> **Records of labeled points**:

■ ■ ■

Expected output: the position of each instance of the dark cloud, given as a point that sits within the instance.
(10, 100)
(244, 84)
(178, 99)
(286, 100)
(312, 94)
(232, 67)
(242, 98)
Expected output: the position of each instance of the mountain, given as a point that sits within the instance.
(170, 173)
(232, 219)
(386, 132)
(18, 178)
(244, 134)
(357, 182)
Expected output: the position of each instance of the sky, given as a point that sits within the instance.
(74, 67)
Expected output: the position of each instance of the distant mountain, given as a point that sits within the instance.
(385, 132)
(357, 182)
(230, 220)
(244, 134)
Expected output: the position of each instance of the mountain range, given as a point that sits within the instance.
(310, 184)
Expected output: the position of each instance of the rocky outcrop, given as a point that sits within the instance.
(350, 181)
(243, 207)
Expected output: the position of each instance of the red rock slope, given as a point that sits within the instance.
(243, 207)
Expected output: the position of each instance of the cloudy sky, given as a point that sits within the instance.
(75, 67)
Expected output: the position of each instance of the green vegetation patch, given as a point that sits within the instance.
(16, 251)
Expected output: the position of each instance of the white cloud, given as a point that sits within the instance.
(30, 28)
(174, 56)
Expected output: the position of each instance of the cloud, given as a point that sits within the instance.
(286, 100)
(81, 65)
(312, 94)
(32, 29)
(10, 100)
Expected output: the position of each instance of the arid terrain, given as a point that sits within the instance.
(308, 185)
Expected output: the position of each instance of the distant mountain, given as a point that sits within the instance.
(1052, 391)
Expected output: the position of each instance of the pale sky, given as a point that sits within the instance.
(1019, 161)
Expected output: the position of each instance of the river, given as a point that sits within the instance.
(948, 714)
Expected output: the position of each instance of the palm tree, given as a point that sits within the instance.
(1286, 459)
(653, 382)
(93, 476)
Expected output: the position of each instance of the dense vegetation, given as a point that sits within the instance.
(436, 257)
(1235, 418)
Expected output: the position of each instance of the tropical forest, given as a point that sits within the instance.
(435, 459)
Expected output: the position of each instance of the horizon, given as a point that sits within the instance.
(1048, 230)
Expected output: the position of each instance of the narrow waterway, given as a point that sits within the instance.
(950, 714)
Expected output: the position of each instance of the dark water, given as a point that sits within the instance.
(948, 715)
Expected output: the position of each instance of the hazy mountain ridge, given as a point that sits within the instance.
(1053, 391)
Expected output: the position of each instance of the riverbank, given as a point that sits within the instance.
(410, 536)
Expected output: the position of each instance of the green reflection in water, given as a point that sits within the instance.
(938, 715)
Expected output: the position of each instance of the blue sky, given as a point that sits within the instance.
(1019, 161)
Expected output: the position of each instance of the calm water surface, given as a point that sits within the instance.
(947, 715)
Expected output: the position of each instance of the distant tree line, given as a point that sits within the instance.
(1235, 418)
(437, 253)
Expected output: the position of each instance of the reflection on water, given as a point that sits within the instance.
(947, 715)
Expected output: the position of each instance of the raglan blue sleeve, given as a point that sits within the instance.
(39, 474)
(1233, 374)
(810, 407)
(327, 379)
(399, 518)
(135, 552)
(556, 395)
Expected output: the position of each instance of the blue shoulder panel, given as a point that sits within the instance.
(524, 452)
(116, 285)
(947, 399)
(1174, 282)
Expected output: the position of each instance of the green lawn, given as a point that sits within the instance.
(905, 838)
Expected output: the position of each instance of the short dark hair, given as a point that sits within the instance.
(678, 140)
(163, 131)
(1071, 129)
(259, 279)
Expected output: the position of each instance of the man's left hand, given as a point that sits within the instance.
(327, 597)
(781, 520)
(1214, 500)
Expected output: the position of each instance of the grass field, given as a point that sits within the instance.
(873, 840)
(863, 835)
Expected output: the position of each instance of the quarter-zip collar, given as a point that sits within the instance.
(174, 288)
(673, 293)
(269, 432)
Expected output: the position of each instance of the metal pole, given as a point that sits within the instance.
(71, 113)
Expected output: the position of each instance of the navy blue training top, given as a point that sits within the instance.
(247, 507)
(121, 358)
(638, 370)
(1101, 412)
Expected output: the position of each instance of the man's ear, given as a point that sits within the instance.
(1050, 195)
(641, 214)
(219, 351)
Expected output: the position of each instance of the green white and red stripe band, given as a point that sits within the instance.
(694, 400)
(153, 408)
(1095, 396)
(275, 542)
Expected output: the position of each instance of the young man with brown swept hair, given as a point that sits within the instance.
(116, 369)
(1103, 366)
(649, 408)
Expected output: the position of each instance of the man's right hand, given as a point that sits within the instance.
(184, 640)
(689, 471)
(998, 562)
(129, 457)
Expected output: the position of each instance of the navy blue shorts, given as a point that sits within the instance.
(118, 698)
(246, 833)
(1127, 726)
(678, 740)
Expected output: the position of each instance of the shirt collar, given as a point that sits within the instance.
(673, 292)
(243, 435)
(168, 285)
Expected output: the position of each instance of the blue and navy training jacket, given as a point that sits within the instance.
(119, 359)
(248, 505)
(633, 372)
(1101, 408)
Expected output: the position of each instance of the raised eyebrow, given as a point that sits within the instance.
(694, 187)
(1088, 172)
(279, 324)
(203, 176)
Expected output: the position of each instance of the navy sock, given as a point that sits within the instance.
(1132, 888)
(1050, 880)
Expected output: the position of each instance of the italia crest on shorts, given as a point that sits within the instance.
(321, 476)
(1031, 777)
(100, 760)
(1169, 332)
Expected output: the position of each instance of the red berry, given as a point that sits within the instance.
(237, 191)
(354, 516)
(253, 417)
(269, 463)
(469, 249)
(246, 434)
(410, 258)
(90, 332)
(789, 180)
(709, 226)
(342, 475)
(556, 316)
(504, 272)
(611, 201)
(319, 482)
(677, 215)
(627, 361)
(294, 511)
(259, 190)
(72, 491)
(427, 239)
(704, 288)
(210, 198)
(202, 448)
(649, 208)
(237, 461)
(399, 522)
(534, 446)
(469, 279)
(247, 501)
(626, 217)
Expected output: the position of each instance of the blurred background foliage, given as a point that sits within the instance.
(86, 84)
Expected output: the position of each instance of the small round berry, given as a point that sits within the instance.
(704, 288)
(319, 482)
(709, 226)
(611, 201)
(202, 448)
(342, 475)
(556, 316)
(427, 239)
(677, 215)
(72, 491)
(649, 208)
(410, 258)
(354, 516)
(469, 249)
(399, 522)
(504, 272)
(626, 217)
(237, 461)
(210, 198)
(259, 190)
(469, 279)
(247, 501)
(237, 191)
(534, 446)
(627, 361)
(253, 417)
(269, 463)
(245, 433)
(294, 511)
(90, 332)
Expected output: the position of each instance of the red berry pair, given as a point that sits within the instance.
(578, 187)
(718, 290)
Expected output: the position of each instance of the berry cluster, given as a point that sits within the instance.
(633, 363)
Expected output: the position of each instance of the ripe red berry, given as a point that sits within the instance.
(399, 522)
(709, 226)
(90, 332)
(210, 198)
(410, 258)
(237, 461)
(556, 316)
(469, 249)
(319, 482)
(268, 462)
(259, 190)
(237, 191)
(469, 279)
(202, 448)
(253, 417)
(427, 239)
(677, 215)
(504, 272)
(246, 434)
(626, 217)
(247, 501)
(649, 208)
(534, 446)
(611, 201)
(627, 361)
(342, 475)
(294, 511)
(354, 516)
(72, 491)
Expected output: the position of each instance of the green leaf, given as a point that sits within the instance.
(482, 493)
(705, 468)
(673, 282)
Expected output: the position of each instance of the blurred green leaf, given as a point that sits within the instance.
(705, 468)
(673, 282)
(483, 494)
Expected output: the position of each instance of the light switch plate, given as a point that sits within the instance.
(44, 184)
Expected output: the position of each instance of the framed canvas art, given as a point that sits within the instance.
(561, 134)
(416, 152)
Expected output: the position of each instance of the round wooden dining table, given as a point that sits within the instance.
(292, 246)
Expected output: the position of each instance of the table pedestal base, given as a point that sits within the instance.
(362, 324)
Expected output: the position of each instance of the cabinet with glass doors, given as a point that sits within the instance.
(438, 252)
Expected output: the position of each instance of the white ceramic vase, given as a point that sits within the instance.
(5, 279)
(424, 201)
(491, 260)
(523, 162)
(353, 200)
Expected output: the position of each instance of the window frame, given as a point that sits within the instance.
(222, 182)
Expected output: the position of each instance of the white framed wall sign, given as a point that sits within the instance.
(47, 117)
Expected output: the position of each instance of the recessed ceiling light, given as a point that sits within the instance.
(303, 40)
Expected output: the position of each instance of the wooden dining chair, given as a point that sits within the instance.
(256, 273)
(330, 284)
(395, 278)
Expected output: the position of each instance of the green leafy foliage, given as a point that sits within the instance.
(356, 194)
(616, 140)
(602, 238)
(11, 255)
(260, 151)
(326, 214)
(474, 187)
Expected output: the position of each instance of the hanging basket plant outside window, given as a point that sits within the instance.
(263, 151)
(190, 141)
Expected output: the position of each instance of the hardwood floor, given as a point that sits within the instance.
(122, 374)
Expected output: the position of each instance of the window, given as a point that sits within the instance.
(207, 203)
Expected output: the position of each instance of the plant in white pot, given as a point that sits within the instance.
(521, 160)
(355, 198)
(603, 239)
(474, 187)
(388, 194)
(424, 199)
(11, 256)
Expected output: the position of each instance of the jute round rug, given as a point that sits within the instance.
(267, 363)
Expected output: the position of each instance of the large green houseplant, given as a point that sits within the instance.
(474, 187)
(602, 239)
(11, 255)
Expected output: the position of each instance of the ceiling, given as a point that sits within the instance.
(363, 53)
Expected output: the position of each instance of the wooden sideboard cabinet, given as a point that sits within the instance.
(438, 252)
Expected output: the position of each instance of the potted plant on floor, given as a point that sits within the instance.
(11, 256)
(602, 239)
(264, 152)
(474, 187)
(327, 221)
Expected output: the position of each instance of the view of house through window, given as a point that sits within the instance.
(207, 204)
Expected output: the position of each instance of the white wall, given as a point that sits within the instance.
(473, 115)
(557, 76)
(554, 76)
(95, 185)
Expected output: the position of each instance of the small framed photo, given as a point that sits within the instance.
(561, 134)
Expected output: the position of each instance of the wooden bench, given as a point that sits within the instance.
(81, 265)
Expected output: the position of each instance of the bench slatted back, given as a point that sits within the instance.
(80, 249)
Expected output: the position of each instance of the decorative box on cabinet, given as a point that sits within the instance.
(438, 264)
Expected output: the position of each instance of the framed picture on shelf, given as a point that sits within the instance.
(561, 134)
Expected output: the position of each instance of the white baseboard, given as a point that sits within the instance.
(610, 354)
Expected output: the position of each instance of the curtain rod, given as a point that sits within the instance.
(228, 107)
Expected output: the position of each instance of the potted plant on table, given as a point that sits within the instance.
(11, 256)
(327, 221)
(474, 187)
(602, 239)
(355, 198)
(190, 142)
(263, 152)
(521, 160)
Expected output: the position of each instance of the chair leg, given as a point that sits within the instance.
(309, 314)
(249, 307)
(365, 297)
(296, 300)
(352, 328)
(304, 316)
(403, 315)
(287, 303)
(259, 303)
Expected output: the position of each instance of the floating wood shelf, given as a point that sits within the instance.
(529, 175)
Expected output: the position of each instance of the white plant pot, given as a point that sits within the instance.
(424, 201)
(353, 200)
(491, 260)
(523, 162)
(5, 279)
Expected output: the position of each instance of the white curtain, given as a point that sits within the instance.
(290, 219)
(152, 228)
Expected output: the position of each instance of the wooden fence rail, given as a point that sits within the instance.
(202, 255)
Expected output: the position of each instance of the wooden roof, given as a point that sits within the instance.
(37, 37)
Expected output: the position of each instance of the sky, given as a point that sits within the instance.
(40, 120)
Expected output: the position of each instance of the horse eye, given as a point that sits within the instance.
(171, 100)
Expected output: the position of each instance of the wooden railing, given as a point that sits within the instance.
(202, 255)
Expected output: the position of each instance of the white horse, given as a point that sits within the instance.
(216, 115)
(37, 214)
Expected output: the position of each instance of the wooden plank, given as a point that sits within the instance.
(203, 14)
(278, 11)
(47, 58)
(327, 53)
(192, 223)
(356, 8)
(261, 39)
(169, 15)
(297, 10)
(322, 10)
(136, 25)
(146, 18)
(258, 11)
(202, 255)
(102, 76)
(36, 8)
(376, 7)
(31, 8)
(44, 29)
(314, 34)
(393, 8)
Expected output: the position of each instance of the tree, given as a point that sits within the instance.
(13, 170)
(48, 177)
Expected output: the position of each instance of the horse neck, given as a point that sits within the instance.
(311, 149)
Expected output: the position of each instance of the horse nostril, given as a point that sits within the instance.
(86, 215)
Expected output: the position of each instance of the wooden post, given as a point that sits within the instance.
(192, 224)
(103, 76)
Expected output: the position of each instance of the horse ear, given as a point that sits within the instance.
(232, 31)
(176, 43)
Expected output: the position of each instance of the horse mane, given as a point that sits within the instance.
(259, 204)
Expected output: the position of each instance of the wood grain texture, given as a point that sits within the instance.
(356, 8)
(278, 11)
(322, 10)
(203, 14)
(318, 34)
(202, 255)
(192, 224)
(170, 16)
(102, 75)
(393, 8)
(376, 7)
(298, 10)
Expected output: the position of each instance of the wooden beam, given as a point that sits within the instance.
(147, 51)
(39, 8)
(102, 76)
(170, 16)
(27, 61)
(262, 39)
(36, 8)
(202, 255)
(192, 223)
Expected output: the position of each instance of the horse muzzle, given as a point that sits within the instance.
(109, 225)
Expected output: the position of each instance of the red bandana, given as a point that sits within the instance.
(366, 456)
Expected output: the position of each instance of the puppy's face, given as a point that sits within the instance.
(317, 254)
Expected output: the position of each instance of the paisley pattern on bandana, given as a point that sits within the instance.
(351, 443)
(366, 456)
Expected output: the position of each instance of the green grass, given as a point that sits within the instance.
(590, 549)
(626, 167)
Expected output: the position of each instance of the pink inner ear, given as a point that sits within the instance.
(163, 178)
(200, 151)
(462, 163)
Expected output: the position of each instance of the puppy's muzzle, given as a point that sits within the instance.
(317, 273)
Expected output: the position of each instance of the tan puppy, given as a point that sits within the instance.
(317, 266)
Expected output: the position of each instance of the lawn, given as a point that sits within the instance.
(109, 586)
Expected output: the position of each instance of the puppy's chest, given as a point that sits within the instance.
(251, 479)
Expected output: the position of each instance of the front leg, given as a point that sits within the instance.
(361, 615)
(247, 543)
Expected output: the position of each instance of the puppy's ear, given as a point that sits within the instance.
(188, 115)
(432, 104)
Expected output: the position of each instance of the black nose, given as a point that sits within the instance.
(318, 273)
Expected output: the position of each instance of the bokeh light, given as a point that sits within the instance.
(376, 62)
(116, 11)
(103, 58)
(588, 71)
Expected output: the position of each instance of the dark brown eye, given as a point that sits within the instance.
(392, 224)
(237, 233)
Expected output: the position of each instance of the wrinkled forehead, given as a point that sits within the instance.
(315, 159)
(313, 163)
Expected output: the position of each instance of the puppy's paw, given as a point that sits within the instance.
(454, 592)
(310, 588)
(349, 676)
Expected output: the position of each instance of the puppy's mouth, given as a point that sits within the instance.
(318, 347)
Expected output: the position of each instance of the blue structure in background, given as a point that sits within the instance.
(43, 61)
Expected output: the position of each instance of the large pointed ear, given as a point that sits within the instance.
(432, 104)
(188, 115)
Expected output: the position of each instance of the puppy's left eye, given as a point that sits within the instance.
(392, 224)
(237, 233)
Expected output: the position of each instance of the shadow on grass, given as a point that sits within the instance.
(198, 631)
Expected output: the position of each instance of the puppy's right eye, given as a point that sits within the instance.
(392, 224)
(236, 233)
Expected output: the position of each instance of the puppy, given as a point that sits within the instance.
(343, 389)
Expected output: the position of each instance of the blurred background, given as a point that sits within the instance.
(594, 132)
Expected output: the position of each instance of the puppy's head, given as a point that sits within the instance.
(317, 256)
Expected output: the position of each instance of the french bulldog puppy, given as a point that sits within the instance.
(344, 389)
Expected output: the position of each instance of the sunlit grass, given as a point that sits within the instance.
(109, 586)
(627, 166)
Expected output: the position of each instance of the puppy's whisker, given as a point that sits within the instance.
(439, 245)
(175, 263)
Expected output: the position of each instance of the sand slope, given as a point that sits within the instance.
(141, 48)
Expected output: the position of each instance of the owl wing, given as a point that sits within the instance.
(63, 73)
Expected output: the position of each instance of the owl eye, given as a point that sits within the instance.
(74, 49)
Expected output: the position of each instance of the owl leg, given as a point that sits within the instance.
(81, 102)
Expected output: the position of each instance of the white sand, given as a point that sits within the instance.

■ ■ ■

> **WRITTEN PROBLEM**: Extract the closing run of lines, starting with the one containing "Expected output: the position of each instance of the sunlit" and ending at the last, exactly as written.

> **WRITTEN SOLUTION**:
Expected output: the position of each instance of the sunlit grass, given as a point that sits within the instance.
(109, 586)
(627, 166)
Expected output: the position of each instance of the puppy's whisker, given as a point that sits within the instance.
(439, 245)
(175, 263)
Expected output: the position of each instance of the sand slope, given as a point that sits within the instance.
(141, 48)
Expected output: the position of each instance of the owl wing, given as a point that sits within the instance.
(63, 73)
Expected output: the position of each instance of the owl eye, given as a point that sits within the instance.
(74, 49)
Expected output: the position of each instance of the owl leg, given as a point that sits within the instance.
(81, 102)
Expected output: the position of each instance of the white sand, given as a point that sits within the instance.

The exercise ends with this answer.